Given records
####

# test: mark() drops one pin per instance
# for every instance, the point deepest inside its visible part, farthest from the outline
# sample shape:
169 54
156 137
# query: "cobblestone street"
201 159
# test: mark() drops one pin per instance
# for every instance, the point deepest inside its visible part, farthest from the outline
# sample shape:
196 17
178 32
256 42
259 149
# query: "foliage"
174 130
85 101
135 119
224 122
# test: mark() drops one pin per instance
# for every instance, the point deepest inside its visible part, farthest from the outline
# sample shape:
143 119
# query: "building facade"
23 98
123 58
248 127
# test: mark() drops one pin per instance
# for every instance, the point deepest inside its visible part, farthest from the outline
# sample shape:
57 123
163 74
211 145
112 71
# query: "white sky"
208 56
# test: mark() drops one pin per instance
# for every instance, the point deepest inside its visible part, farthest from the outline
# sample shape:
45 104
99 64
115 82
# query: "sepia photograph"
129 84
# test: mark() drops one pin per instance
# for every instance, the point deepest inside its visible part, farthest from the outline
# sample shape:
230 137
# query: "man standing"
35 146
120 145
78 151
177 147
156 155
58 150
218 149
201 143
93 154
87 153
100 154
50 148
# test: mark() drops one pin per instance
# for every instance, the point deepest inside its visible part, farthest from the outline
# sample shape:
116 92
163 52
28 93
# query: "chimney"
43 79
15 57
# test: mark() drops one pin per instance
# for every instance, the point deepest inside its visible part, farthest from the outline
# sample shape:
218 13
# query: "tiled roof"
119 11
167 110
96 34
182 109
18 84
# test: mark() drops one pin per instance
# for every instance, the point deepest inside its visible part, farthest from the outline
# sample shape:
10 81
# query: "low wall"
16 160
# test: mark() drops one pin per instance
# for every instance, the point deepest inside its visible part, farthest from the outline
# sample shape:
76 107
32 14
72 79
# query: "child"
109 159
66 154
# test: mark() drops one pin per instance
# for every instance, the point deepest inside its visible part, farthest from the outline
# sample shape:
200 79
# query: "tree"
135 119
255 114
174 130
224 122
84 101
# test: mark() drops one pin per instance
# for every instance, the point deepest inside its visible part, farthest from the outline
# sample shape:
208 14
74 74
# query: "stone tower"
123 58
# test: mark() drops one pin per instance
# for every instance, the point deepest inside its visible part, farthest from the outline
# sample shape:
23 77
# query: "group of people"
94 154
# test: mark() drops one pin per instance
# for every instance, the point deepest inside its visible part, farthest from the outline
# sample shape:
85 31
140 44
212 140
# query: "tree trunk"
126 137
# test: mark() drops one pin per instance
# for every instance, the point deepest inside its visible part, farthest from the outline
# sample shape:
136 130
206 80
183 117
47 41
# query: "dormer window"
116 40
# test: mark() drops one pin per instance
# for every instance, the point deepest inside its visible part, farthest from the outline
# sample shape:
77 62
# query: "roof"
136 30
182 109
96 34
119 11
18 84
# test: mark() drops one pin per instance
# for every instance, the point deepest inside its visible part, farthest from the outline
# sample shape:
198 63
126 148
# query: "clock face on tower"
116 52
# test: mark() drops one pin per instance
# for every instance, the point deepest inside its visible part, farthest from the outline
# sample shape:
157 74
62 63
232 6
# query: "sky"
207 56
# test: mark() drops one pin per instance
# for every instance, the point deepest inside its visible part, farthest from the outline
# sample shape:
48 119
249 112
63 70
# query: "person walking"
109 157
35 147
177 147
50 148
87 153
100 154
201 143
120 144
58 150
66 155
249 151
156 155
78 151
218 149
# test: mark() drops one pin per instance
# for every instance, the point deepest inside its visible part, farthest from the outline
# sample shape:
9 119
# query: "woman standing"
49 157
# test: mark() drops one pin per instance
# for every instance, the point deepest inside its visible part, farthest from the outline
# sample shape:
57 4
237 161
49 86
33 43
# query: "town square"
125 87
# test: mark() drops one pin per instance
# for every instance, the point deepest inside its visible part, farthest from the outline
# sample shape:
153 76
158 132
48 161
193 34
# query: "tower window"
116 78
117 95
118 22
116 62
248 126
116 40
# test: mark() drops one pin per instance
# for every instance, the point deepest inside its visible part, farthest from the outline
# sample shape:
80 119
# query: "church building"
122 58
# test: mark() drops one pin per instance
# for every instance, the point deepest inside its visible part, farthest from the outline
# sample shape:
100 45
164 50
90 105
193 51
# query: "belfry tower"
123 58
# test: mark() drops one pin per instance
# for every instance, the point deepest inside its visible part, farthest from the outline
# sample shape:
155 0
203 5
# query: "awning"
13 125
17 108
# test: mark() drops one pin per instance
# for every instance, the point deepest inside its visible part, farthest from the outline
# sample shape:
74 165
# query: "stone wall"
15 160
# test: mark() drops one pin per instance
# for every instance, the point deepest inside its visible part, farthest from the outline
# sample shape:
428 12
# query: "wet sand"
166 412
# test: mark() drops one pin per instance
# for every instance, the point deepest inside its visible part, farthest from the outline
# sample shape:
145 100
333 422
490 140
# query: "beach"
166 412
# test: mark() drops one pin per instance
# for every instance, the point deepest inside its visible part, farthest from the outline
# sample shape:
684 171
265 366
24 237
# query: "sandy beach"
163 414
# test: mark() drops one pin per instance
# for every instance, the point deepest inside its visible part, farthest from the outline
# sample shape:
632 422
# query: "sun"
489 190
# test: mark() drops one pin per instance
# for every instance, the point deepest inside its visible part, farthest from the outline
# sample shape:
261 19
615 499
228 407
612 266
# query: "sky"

####

Reproduce the data in full, exactly as presented.

# test: mark() drops one pin per instance
# for every instance, the point deepest inside its visible part, farthest from the outline
# sample shape:
169 54
156 137
# query: "cobblestone street"
201 159
# test: mark() drops one pin per instance
# for every instance, the point deepest inside its visible part, farthest from the outline
# sample shape:
196 17
178 32
256 42
259 149
# query: "foliage"
174 130
85 101
135 119
224 122
# test: mark() drops one pin per instance
# for every instance, the point deepest inside its visible part, farthest from the outline
# sample shape:
143 119
# query: "building facade"
23 98
123 58
248 127
# test: mark() drops one pin per instance
# for every instance, the point deepest inside its visible part, farthest from the outline
# sample shape:
57 123
163 74
211 145
112 71
# query: "white sky"
208 56
# test: mark() drops one pin per instance
# for every instance, the point deepest inside its visible part, farthest from the outline
# sample shape:
45 104
99 64
115 82
# query: "sepia photograph"
129 84
# test: mark() drops one pin per instance
# for every instance, the point deepest inside its visible part, farthest from the outline
# sample shape:
230 137
# query: "man standing"
35 146
120 145
78 151
177 147
156 155
58 150
218 149
201 143
93 154
87 153
100 154
50 148
# test: mark() drops one pin per instance
# for every instance, the point deepest inside its visible part, farthest from the outline
# sample shape:
116 92
163 52
28 93
# query: "chimney"
43 79
15 57
# test: mark() drops one pin per instance
# for every instance, the point deepest inside its visible part, farthest from the outline
# sample shape:
218 13
# query: "tiled roof"
119 11
167 110
96 34
182 109
18 84
# test: mark() drops one pin per instance
# for every instance, the point deepest inside its visible part, farthest from the outline
# sample shape:
10 81
# query: "low wall"
16 160
# test: mark() drops one pin per instance
# for every instance, the point deepest inside its visible part, farthest from the outline
# sample shape:
76 107
32 14
72 79
# query: "child"
109 159
66 154
# test: mark() drops one pin per instance
# for every instance, the point deepest inside its visible part, farthest from the outline
# sample shape:
200 79
# query: "tree"
135 119
255 114
174 130
224 122
84 101
# test: mark() drops one pin per instance
# for every instance, the point deepest inside its visible part, farthest from the outline
# sample shape:
208 14
74 74
# query: "stone tower"
123 58
# test: mark() drops one pin per instance
# for every instance, the point deepest inside its visible part, farthest from the outline
# sample shape:
23 77
# query: "group of people"
94 154
# test: mark() drops one pin per instance
# for every instance, the point deepest inside its visible part, farthest from the outline
# sample shape:
85 31
140 44
212 140
# query: "tree trunk"
126 137
# test: mark() drops one pin per instance
# for every instance, the point deepest inside its visible part, farthest from the outline
# sample shape:
136 130
206 80
183 117
47 41
# query: "dormer window"
116 40
# test: mark() drops one pin per instance
# for every instance, the point deepest inside its visible part, farthest from the outline
# sample shape:
77 62
# query: "roof"
136 30
182 109
96 34
119 11
18 84
# test: mark() drops one pin per instance
# for every instance, the point deepest inside its visible part, farthest from the outline
# sample shape:
198 63
126 148
# query: "clock face on tower"
116 52
# test: mark() drops one pin per instance
# for every instance, the point deepest inside its visible part, farthest from the outline
# sample shape:
157 74
62 63
232 6
# query: "sky"
207 56
# test: mark() drops one pin per instance
# for every instance, the point deepest inside its visible part, farthest from the outline
# sample shape:
48 119
249 112
63 70
# query: "person walking"
109 157
35 147
177 147
50 148
87 153
100 154
201 143
120 144
58 150
66 155
249 151
156 155
78 151
218 149
# test: mark() drops one pin per instance
# for every instance, the point deepest inside its visible part, farthest from the outline
# sample shape:
9 119
# query: "woman standing"
49 157
# test: mark() drops one pin per instance
# for every instance, the point deepest inside its visible part, farthest from the outline
# sample shape:
57 4
237 161
49 86
33 43
# query: "town square"
125 87
# test: mark() drops one pin per instance
# for every instance, the point deepest inside its visible part, farthest from the outline
# sample shape:
153 76
158 132
48 161
193 34
# query: "tower window"
116 78
117 95
118 22
116 62
248 126
116 40
# test: mark() drops one pin per instance
# for every instance, the point deepest inside its visible part, farthest from the outline
# sample shape:
80 119
# query: "church building"
122 58
# test: mark() drops one pin per instance
# for every instance, the point deepest inside its visible part, farthest from the outline
# sample shape:
100 45
164 50
90 105
193 51
# query: "belfry tower"
123 58
# test: mark() drops one pin per instance
# for every instance, the point deepest inside its visible part, farthest from the outline
# sample shape:
155 0
203 5
# query: "awning"
13 125
17 108
# test: mark() drops one pin per instance
# for every instance, the point deepest inside its visible part, farthest from the outline
# sample shape:
74 165
# query: "stone wall"
15 160
# test: mark() drops one pin per instance
# for every instance, the point deepest inside its visible part, farthest from the outline
# sample shape:
428 12
# query: "wet sand"
166 412
# test: mark() drops one pin per instance
# for every instance, the point deepest inside its visible part, farthest from the outline
# sample shape:
145 100
333 422
490 140
# query: "beach"
166 412
# test: mark() drops one pin per instance
# for every instance, the point deepest inside its visible part, farthest from the outline
# sample shape:
684 171
265 366
24 237
# query: "sandy beach"
163 414
# test: mark() drops one pin per instance
# for every instance, the point deepest inside its visible part, farthest from the outline
# sample shape:
632 422
# query: "sun"
489 190
# test: mark() drops one pin per instance
# for every instance, the point deepest inside its visible part, farthest from the outline
# sample shape:
261 19
615 499
228 407
612 266
# query: "sky"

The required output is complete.